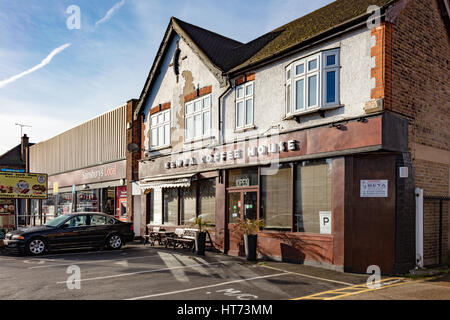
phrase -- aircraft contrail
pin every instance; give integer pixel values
(37, 67)
(110, 12)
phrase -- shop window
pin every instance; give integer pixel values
(7, 217)
(150, 210)
(87, 201)
(198, 118)
(207, 201)
(65, 202)
(170, 207)
(312, 194)
(121, 203)
(78, 221)
(199, 200)
(98, 220)
(187, 205)
(108, 199)
(276, 199)
(245, 177)
(48, 207)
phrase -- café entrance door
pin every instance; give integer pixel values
(241, 204)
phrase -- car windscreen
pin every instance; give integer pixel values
(56, 222)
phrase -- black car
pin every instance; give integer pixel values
(80, 230)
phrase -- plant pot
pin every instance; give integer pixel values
(251, 243)
(200, 243)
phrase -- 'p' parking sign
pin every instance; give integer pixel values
(325, 222)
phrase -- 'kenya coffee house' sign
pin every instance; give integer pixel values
(247, 155)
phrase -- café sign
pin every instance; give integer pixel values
(236, 154)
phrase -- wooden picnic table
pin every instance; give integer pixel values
(160, 236)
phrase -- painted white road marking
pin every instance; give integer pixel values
(120, 262)
(143, 272)
(312, 277)
(210, 286)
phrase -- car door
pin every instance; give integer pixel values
(73, 233)
(98, 229)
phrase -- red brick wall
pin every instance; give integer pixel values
(421, 73)
(382, 72)
(421, 92)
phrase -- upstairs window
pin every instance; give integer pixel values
(312, 83)
(198, 118)
(160, 126)
(245, 105)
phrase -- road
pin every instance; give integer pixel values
(145, 273)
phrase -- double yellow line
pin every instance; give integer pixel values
(352, 290)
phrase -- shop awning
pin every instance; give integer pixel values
(167, 182)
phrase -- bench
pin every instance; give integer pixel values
(183, 237)
(152, 236)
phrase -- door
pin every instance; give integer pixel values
(99, 228)
(74, 234)
(242, 204)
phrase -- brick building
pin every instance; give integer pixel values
(14, 160)
(323, 128)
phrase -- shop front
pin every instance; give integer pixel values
(96, 189)
(7, 216)
(326, 195)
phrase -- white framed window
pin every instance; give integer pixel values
(312, 83)
(198, 118)
(160, 129)
(245, 105)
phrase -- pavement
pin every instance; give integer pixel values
(140, 272)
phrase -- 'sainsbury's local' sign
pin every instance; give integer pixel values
(237, 154)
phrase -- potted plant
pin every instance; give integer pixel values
(200, 236)
(250, 229)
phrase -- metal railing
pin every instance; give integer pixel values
(438, 204)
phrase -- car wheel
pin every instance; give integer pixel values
(114, 242)
(36, 246)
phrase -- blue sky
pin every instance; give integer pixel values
(106, 63)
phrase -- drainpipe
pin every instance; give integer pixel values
(419, 228)
(221, 120)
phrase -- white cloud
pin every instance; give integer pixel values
(35, 68)
(110, 12)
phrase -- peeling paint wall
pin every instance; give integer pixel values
(193, 74)
(269, 104)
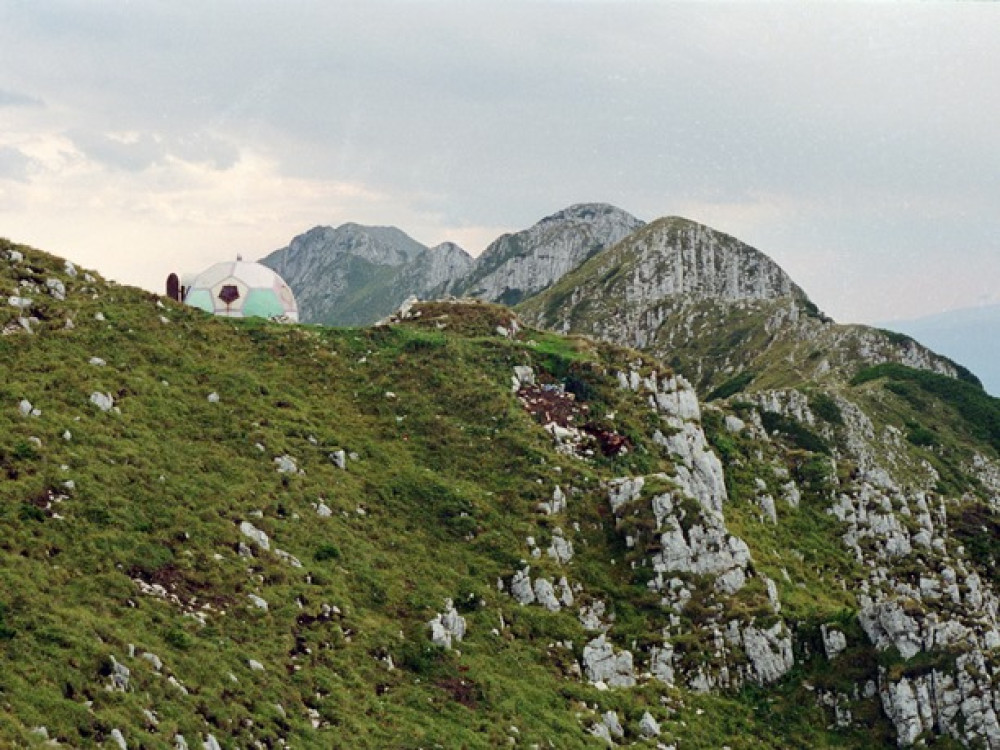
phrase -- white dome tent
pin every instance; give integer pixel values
(241, 289)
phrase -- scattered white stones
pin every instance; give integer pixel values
(614, 726)
(603, 666)
(102, 401)
(56, 288)
(648, 726)
(120, 675)
(119, 739)
(520, 587)
(447, 627)
(556, 505)
(287, 558)
(561, 548)
(255, 535)
(834, 641)
(153, 659)
(523, 376)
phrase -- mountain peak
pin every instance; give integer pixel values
(519, 265)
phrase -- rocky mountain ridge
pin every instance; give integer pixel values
(454, 529)
(517, 266)
(718, 310)
(354, 274)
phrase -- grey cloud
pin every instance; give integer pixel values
(14, 165)
(15, 99)
(145, 150)
(865, 127)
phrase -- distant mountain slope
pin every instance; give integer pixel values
(354, 275)
(718, 310)
(454, 530)
(970, 336)
(519, 265)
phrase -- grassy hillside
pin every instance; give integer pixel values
(391, 469)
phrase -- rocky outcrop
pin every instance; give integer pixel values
(356, 275)
(517, 266)
(715, 308)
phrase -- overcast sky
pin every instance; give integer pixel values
(857, 144)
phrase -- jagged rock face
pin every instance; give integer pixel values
(713, 307)
(517, 266)
(355, 275)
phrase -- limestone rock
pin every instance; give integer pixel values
(602, 665)
(447, 627)
(648, 726)
(255, 535)
(546, 595)
(102, 401)
(520, 587)
(834, 641)
(614, 726)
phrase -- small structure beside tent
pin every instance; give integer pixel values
(237, 289)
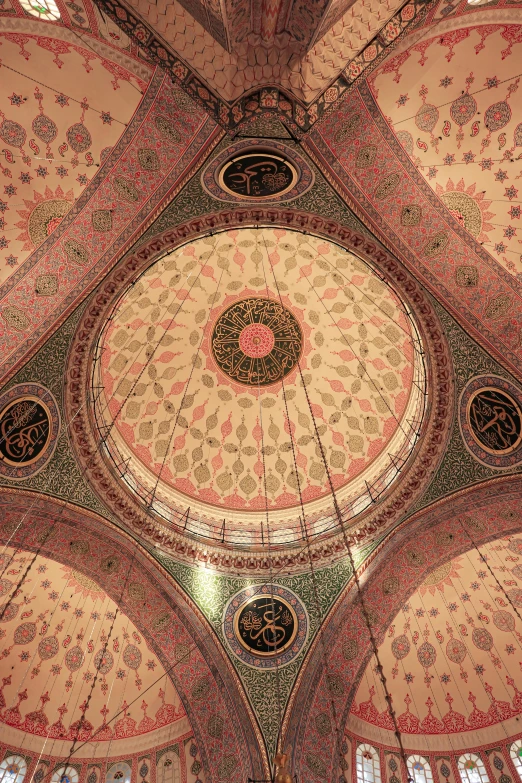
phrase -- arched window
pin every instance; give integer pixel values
(13, 769)
(118, 773)
(516, 755)
(65, 775)
(168, 769)
(472, 769)
(419, 769)
(42, 9)
(367, 764)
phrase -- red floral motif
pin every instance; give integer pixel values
(256, 340)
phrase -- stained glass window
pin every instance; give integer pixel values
(367, 764)
(516, 755)
(420, 770)
(472, 769)
(65, 775)
(13, 769)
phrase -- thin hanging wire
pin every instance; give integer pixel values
(319, 614)
(351, 559)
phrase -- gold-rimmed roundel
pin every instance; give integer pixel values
(259, 175)
(256, 341)
(266, 625)
(495, 420)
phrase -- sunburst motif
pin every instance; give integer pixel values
(42, 215)
(468, 207)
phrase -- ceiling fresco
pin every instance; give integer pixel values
(305, 311)
(261, 410)
(267, 49)
(462, 128)
(455, 647)
(383, 182)
(60, 633)
(55, 136)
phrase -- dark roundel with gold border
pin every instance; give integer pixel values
(265, 625)
(29, 427)
(256, 341)
(491, 421)
(252, 172)
(258, 175)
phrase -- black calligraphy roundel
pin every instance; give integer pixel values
(256, 342)
(29, 426)
(24, 431)
(495, 420)
(266, 625)
(258, 175)
(490, 420)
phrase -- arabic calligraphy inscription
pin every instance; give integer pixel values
(24, 431)
(266, 625)
(256, 342)
(258, 175)
(495, 419)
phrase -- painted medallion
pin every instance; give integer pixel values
(29, 425)
(256, 342)
(258, 175)
(491, 421)
(246, 172)
(265, 625)
(495, 420)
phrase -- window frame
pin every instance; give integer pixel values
(465, 775)
(364, 775)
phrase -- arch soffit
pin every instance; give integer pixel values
(172, 624)
(337, 660)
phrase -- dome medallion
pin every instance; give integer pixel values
(203, 367)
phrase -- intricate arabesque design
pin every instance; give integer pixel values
(490, 419)
(257, 342)
(182, 644)
(29, 429)
(265, 626)
(127, 511)
(54, 143)
(104, 219)
(59, 649)
(494, 513)
(473, 643)
(354, 51)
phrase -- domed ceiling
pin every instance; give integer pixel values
(452, 656)
(452, 101)
(217, 366)
(63, 107)
(60, 634)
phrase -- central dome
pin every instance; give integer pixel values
(256, 342)
(227, 358)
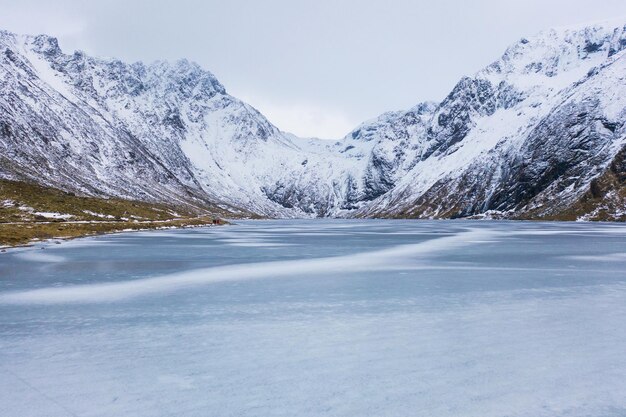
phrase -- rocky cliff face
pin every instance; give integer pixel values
(538, 133)
(526, 136)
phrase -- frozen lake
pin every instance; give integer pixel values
(319, 318)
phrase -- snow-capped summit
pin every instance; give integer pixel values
(539, 132)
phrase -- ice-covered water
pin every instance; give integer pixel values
(311, 318)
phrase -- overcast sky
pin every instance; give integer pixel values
(314, 68)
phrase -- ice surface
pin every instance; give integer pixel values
(309, 318)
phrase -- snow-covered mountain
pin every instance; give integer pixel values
(537, 133)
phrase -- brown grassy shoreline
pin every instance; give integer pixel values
(30, 212)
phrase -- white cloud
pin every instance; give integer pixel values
(303, 119)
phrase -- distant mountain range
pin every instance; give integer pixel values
(539, 133)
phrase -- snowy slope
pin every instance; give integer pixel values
(526, 136)
(541, 122)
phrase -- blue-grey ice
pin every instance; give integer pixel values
(319, 318)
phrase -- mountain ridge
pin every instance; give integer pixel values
(532, 129)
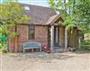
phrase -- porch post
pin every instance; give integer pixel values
(52, 38)
(66, 39)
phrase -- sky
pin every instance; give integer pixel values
(36, 2)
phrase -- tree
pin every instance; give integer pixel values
(76, 13)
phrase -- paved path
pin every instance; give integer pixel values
(45, 62)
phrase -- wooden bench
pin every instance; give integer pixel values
(31, 45)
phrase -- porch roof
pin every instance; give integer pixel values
(53, 20)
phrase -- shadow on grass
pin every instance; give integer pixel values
(81, 51)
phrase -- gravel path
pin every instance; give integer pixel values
(45, 62)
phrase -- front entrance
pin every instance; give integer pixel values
(56, 36)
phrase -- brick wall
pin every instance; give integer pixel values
(41, 34)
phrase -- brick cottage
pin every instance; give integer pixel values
(45, 27)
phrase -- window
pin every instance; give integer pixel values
(27, 8)
(31, 32)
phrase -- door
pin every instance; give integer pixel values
(56, 36)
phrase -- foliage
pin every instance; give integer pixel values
(11, 14)
(75, 12)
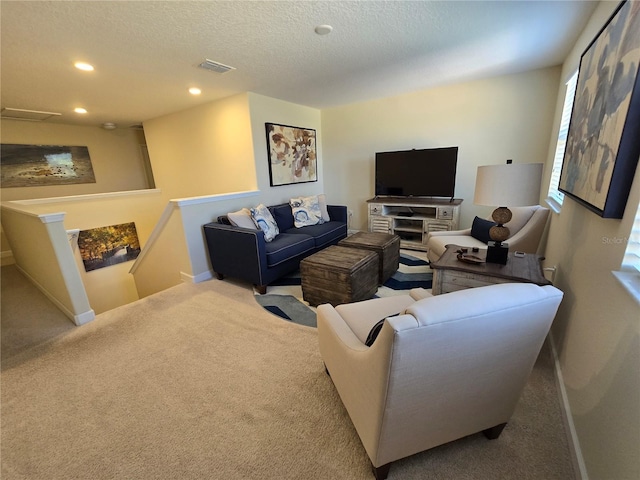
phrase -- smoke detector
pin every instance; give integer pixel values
(215, 66)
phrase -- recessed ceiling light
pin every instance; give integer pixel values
(323, 29)
(83, 66)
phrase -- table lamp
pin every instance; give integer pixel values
(513, 184)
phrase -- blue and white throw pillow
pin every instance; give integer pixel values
(264, 221)
(306, 211)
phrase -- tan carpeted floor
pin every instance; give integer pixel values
(199, 382)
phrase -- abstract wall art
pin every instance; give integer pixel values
(292, 154)
(603, 143)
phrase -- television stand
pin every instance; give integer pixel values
(413, 218)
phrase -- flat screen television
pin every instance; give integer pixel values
(429, 172)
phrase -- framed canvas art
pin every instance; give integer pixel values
(603, 142)
(41, 165)
(106, 246)
(292, 154)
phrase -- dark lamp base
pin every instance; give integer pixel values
(497, 253)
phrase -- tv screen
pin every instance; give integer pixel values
(429, 172)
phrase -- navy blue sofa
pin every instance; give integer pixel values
(243, 253)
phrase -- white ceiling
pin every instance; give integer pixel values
(145, 53)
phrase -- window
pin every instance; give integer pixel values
(555, 197)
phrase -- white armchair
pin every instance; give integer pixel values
(446, 367)
(526, 228)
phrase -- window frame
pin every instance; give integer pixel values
(555, 197)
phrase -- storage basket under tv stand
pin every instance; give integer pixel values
(412, 218)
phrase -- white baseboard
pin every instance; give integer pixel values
(574, 444)
(201, 277)
(6, 258)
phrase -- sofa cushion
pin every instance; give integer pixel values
(322, 201)
(324, 234)
(264, 220)
(306, 211)
(242, 218)
(286, 246)
(283, 216)
(480, 229)
(520, 216)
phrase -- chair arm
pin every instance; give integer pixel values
(443, 233)
(527, 239)
(337, 213)
(360, 373)
(236, 251)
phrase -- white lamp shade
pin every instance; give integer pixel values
(508, 185)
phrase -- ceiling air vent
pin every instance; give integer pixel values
(215, 66)
(29, 115)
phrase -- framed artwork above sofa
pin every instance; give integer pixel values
(292, 154)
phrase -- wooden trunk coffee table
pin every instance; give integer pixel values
(387, 247)
(451, 274)
(339, 275)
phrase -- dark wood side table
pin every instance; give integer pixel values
(451, 274)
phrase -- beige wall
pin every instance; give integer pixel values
(115, 156)
(490, 120)
(203, 150)
(112, 286)
(597, 329)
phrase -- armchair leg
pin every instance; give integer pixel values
(494, 432)
(381, 472)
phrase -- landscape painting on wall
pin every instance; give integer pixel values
(41, 165)
(106, 246)
(292, 154)
(603, 144)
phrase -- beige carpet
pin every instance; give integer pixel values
(199, 382)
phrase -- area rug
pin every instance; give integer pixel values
(284, 297)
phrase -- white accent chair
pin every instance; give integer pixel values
(446, 367)
(525, 229)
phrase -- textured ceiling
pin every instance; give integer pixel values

■ **What this task involves**: Consider the entries above and return each line with the string "coffee".

■ **Answer below**:
phrase -- 'kenya coffee house' sign
phrase -- wooden trunk coffee table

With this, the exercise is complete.